Annotated photo localization data:
[Start of section]
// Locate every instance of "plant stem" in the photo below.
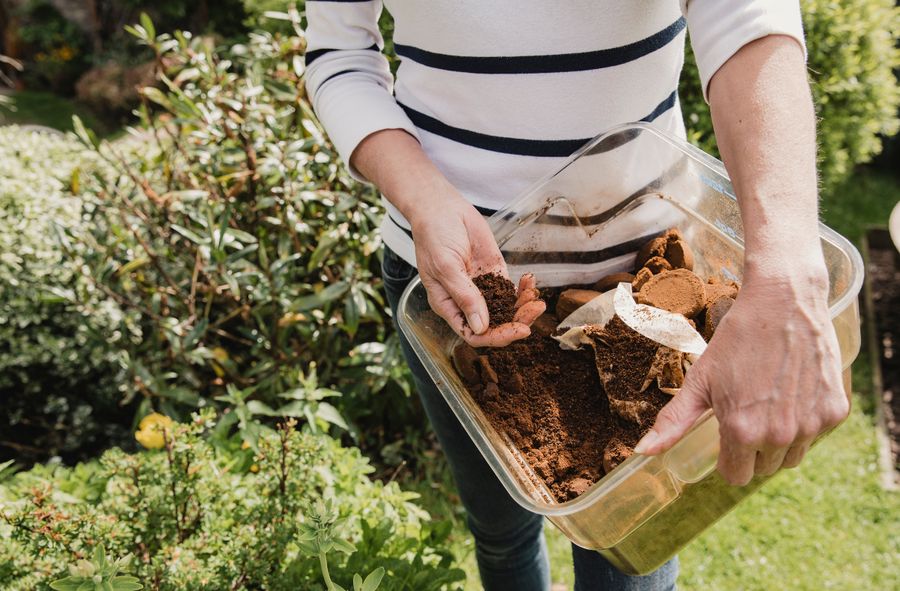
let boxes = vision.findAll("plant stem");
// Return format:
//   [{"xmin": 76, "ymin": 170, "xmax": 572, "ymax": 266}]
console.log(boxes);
[{"xmin": 318, "ymin": 551, "xmax": 336, "ymax": 591}]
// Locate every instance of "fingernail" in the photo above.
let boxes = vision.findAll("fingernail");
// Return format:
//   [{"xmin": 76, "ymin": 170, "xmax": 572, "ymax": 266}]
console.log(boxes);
[
  {"xmin": 634, "ymin": 430, "xmax": 660, "ymax": 454},
  {"xmin": 468, "ymin": 312, "xmax": 486, "ymax": 334}
]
[End of section]
**WHAT IS EXPECTED:** Skip the pictures and reproduce all remaining entries exactly.

**EXERCISE RESPONSE:**
// Locate every instance of "plant stem" in the photo below.
let boxes = vision.findAll("plant stem");
// Return format:
//   [{"xmin": 76, "ymin": 170, "xmax": 572, "ymax": 266}]
console.log(boxes);
[{"xmin": 318, "ymin": 551, "xmax": 336, "ymax": 591}]
// Locate every instance of "fingernail" in the photo above.
let boxes = vision.findAll("fingernail");
// Return format:
//   [{"xmin": 76, "ymin": 170, "xmax": 572, "ymax": 266}]
console.log(boxes);
[
  {"xmin": 634, "ymin": 430, "xmax": 660, "ymax": 454},
  {"xmin": 468, "ymin": 312, "xmax": 486, "ymax": 334}
]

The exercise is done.